What you have to do:
Count how many lines in the entries below contain the string "brown". Reply with the number alone.

[Location identification items]
+ + + +
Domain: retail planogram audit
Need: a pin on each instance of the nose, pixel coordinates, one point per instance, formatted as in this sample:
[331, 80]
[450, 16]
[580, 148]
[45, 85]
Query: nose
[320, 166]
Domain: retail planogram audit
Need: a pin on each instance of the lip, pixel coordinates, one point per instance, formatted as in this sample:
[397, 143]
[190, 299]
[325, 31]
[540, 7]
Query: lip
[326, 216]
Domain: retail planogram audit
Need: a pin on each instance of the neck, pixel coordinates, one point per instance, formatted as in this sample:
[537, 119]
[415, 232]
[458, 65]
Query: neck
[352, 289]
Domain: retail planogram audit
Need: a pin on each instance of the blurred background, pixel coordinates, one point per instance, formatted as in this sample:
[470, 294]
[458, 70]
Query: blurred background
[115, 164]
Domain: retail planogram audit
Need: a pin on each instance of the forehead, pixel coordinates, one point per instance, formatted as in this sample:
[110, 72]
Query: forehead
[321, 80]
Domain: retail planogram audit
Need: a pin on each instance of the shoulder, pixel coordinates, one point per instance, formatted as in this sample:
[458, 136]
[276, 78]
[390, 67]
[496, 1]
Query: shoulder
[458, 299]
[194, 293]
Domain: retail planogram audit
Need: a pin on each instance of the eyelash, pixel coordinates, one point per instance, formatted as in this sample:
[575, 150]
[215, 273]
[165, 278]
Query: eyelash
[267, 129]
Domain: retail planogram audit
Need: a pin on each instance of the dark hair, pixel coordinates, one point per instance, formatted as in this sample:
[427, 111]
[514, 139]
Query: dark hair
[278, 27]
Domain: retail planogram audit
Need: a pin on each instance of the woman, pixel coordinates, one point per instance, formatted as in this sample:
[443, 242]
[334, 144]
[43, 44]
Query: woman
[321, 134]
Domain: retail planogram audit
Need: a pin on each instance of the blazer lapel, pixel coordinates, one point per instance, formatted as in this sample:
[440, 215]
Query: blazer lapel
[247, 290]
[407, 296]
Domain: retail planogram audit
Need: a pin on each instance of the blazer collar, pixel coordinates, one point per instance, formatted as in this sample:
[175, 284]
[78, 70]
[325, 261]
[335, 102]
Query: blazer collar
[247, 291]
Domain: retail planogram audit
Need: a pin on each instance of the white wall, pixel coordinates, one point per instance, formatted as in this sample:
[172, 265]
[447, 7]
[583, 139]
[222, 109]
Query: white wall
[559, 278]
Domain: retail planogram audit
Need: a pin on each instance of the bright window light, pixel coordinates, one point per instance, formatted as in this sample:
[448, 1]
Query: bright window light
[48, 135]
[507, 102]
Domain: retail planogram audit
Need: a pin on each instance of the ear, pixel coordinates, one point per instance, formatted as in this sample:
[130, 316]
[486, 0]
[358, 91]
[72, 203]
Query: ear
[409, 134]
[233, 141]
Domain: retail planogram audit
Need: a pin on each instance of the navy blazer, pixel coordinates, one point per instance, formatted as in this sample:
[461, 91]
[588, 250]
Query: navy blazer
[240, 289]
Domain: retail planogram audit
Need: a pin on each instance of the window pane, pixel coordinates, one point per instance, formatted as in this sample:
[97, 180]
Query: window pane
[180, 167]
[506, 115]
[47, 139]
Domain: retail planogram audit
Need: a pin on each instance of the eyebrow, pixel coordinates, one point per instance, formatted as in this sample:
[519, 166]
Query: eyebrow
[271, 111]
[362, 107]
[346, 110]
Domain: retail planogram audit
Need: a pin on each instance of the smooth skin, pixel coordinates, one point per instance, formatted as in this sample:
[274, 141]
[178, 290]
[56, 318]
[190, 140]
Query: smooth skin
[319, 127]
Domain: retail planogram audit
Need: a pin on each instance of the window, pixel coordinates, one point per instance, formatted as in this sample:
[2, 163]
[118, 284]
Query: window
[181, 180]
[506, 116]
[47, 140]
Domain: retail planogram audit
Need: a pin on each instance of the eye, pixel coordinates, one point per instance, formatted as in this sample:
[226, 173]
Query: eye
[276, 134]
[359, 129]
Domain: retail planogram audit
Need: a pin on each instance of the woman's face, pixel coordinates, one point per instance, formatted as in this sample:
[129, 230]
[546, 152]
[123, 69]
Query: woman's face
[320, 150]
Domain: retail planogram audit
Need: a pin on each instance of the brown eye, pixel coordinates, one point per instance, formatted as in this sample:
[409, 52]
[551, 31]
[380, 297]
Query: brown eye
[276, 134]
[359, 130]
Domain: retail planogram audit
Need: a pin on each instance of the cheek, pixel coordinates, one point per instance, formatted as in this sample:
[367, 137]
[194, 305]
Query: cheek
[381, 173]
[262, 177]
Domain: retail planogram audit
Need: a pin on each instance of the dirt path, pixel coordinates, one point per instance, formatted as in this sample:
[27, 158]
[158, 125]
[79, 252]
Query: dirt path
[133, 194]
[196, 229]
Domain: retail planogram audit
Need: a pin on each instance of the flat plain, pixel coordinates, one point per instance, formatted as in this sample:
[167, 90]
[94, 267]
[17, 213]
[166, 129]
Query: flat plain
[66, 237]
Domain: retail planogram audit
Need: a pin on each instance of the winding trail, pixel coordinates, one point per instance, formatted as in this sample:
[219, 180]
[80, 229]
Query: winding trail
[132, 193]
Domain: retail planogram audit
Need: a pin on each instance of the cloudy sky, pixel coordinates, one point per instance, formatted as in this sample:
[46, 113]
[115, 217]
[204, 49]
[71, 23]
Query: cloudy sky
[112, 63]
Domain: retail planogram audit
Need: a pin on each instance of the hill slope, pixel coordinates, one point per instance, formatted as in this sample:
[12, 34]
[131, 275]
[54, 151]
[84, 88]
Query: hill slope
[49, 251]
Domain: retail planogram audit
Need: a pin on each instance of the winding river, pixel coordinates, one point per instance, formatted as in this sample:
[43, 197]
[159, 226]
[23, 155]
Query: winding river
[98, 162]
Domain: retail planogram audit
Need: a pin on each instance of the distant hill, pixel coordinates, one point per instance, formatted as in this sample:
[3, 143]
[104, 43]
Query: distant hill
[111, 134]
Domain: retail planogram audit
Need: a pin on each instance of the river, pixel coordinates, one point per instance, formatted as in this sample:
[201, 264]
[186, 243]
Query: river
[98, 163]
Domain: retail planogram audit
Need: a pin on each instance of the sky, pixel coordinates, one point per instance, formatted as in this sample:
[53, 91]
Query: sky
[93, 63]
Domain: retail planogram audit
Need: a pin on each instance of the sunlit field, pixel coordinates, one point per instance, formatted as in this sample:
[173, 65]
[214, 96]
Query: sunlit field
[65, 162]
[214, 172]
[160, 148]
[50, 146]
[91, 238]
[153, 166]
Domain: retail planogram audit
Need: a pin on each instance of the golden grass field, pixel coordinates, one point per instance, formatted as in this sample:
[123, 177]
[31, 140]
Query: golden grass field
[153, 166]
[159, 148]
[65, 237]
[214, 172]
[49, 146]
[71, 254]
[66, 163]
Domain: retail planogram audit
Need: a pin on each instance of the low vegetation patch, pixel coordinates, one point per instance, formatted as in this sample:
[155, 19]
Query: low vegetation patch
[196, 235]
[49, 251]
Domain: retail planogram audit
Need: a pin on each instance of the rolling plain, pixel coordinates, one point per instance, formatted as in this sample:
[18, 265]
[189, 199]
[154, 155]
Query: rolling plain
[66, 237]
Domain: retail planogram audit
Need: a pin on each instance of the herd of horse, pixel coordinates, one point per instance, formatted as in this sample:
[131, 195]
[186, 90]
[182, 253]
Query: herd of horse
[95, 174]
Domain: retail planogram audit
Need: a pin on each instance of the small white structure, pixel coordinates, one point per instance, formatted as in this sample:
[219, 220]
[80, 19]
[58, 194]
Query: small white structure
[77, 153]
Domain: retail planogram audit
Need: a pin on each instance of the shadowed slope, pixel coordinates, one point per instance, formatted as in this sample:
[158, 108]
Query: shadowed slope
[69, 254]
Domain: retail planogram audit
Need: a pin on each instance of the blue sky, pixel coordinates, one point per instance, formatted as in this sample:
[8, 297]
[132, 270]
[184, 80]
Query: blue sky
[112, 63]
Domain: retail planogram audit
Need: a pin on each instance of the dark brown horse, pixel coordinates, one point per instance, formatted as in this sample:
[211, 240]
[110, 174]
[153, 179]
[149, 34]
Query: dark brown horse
+ + + +
Answer to this task:
4